* _Fragmento de página_:

* * * * * * *

Los orígenes de la migraña se remontan a épocas remotas en las que diferentes culturas intentaron, en la medida de sus posibilidades y conocimientos, comprender y tratar esta condición neurológica. Algunos historiadores sostienen que los escritos mesopotámicos del año 3000 a. C., que describen el dolor de cabeza, podrían referirse a la migraña, pero la primera referencia escrita real a una “enfermedad de la mitad de la cabeza” (se describía así porque el dolor es unilateral) se remonta al año 1550 a. C. y la encontramos en un antiguo texto médico egipcio llamado Papiro de Ebers.
Fue Galeno, el famoso médico griego del Imperio Romano (129-216 d. C.), quien utilizó el término griego hemikranía —origen del latino hemicránea, del que derivaría el actual “migraña”— para describir ese dolor que afectaba solo la mitad de la cabeza y que relacionaba con desequilibrios de vapores estomacales. A él se debe el reconocimiento formal de la migraña como un trastorno. Y, aunque sus escritos originales se perdieron, su influencia perduró a través de las traducciones y adaptaciones del término hemicránea en varios idiomas a lo largo de los siglos.
El médico, filósofo, astrónomo y científico persa Ibn Sina —conocido en Occidente como Avicena (980-1037)—escribió un capítulo sobre los dolores de cabeza en su libro Canon de la Medicina, en el que describía diferentes tipos de dolores de cabeza, incluido uno que la cubría toda, era intenso, aumentaba con la actividad e iba acompañado de fotofobia y sonofobia. Durante la Edad Media, figuras como Hildegard de Bingen en el siglo XII y Bartholomaeus Anglicus en el XIII contribuyeron a la historia de la migraña con explicaciones detalladas sobre los síntomas y causas.

* * * * * * *

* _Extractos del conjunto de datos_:
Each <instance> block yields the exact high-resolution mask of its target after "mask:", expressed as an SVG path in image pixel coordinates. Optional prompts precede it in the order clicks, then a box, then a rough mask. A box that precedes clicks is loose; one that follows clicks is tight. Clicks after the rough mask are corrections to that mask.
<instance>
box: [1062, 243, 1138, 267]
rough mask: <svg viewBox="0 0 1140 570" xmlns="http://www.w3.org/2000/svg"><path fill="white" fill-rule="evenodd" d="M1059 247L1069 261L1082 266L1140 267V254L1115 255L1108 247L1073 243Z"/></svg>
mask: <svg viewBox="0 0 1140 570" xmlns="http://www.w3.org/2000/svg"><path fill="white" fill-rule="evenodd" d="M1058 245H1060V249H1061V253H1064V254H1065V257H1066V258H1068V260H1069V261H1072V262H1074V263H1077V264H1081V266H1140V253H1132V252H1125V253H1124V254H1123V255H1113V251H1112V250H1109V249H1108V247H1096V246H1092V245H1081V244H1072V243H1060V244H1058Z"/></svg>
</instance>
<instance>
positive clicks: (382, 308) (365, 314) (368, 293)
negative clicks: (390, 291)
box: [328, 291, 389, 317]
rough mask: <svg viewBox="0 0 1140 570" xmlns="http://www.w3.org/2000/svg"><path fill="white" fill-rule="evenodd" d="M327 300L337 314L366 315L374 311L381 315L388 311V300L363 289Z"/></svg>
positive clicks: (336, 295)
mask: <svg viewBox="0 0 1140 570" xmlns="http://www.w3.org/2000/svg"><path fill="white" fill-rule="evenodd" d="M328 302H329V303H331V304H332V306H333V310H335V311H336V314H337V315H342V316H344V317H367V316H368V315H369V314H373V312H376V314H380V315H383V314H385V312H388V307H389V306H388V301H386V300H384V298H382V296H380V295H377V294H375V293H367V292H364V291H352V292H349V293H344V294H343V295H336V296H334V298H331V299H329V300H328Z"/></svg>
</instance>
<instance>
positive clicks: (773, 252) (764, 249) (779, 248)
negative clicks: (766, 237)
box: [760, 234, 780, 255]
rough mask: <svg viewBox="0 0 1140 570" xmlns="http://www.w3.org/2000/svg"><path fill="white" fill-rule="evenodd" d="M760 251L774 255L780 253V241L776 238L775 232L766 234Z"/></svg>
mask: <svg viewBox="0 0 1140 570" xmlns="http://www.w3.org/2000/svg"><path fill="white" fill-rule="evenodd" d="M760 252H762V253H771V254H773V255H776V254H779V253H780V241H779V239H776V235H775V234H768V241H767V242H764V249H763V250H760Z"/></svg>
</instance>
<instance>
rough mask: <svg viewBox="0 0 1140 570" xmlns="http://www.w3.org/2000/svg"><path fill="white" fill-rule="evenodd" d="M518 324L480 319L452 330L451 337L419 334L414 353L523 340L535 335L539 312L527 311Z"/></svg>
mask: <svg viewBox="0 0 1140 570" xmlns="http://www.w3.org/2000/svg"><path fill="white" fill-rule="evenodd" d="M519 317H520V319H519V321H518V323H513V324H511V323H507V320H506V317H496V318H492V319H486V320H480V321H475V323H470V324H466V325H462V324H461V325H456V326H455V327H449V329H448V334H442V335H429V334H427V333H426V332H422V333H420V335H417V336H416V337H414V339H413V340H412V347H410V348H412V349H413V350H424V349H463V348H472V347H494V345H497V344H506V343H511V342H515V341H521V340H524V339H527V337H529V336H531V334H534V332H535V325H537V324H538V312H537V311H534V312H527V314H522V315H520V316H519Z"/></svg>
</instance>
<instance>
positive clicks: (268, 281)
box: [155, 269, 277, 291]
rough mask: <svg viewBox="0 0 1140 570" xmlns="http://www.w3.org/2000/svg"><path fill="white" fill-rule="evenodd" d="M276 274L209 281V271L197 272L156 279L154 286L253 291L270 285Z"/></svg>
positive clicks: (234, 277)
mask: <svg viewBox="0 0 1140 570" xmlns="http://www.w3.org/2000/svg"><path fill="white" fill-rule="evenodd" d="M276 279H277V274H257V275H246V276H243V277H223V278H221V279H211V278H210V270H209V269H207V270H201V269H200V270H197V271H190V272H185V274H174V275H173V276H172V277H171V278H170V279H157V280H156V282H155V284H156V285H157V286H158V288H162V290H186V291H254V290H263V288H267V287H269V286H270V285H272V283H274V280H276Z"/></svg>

* * * * * * *

* _Ejercicios propuestos_:
• A. Traduce al inglés esta oración del texto sobre la historia de la migraña: "A él se debe el reconocimiento formal de la migraña como un trastorno."
• B. Escribe la continuación del texto sobre la historia de la migraña a partir de su última oración.
Los ítems no intervienen en esto.

* _Soluciones_:
• A. The formal recognition of migraine as a disorder is owed to him.

• B.
La visión predominante medieval, influenciada por teorías de los humores, sugirió que la migraña estaba vinculada a desequilibrios corporales, específicamente a problemas con fluidos corporales como sangre, flema, bilis amarilla y bilis negra. Según esta idea, que proviene de médicos del siglo III a. C. y no se abandonaría por completo hasta el siglo XIX d. C., la bilis que subía desde el estómago causaba hemicránea, lo que sugiere que los médicos romanos y medievales ya entendían el vínculo existente entre el dolor de cabeza y las náuseas.

En este contexto europeo, los tratamientos para la migraña incluían métodos como sangrías y remedios a base de hierbas que reflejaban creencias arraigadas en la medicina galénica y en la teoría de los humores, y que predominarían hasta bien entrado el Renacimiento. Remedios específicos como el uso de sanguijuelas y hierbas calientes eran comunes y reflejaban la comprensión de la migraña como un desequilibrio corporal que requería restablecerse para aliviar el dolor.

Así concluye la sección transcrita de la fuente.